**DOCUMENT SEGMENT**
▼▼▼
Yes, yes I think it does.servodude wrote:I've found such stuff to be horrendously over-compensatory
For context of my answers, I am probably the last person you should ask about anything 'HiFi' related as I am definitely not an audiophile
Anyway, my hearing is not terrible just the usual fall off at higher frequencies that you would expect of the average 60 year old, with a bit of tinnitus as well, although the iPhone test showed the right ear was slightly poorer than the left at the 1kHz test.
When I applied the adjustment it sounded quite natural (at least to me).
For example on the start of Take Five without the adjustment the snare and kick drums overwhelm the cymbal and high hat because of the higher frequencies of the latter are lost to me, but with the adjustment it balances everything up - but not in a way that I would notice what it had done. It just sounded 'right' to me. And in louder sections of tracks the adjustment didn't seem to be overwhelming with it being hardly noticeable between turning it on and off, so it clearly isn't just a blanket 'boost the higher frequencies'.
That sounds like it's working well for you; and congratulations on such an excellent description (clear without any cork sniffing )
I'm going to have to try and dig out how the airpods perform the test. The Nuraphones do it via catching the response of your ear to short chirp signals (speakers and microphones being the same thing at different ends) but they've built their hardware from the ground up to do that.
I think part of the problem with trying to adjust for my hearing (I look like a left handed rifleman with a brain tumor[1]) is that doing so pushes the rest of the signal on one ear so far away from the other that together they become really unnatural; if you hit the budgie under the wallpaper with a hammer it pops up elsewhere.
▲▲▲
**TASKS TO CARRY OUT**
1. In the hearing-adjustment discussion, how do the Nuraphones test the ear?
2. Please set down, word for word, the part of the hearing-adjustment discussion starting with "For example on" and going on through "the higher frequencies'.".

**RECORDS SUPPLIED**
▼▼▼
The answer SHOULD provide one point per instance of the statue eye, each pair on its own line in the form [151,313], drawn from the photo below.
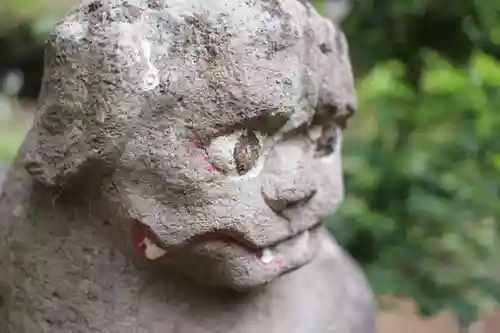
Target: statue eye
▲▲▲
▼▼▼
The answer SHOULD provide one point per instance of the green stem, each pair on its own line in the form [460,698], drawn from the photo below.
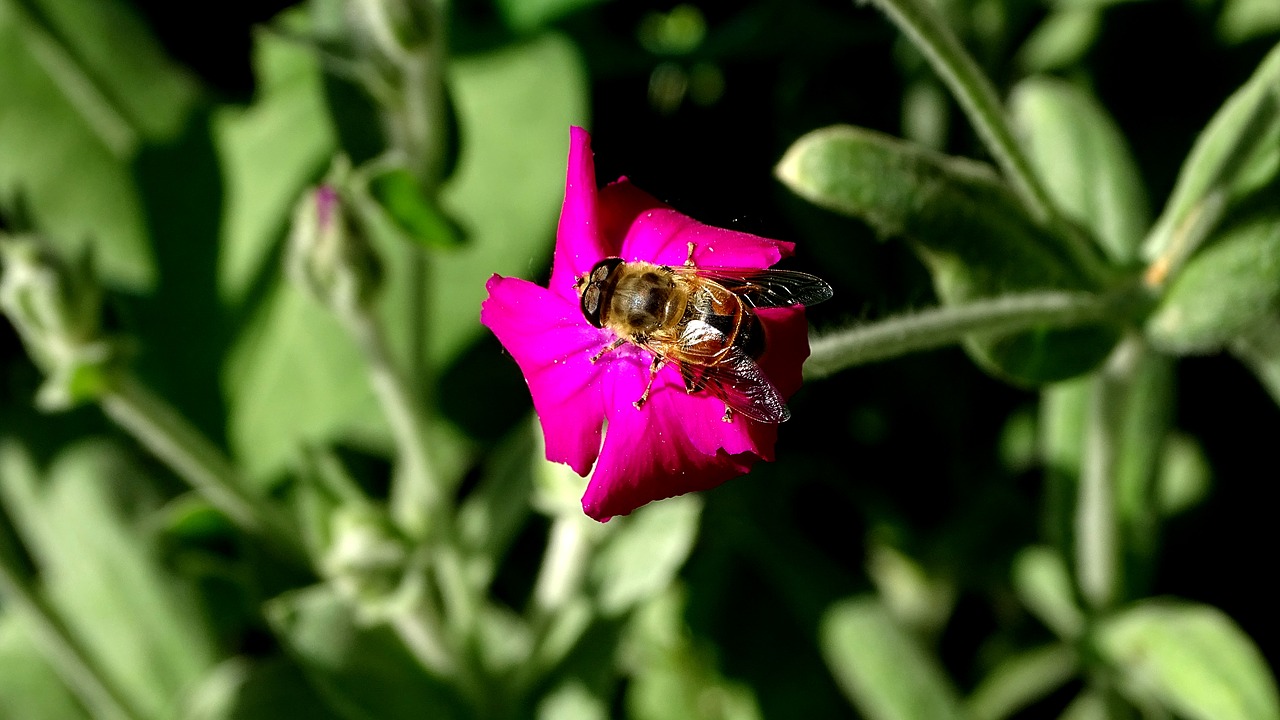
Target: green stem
▲▲▲
**ANSWERS TO THE EXERCISE**
1. They catch the ear's response to short chirp signals.

2.
For example on the start of Take Five without the adjustment the snare and kick drums overwhelm the cymbal and high hat because of the higher frequencies of the latter are lost to me, but with the adjustment it balances everything up - but not in a way that I would notice what it had done. It just sounded 'right' to me. And in louder sections of tracks the adjustment didn't seem to be overwhelming with it being hardly noticeable between turning it on and off, so it clearly isn't just a blanket 'boost the higher frequencies'.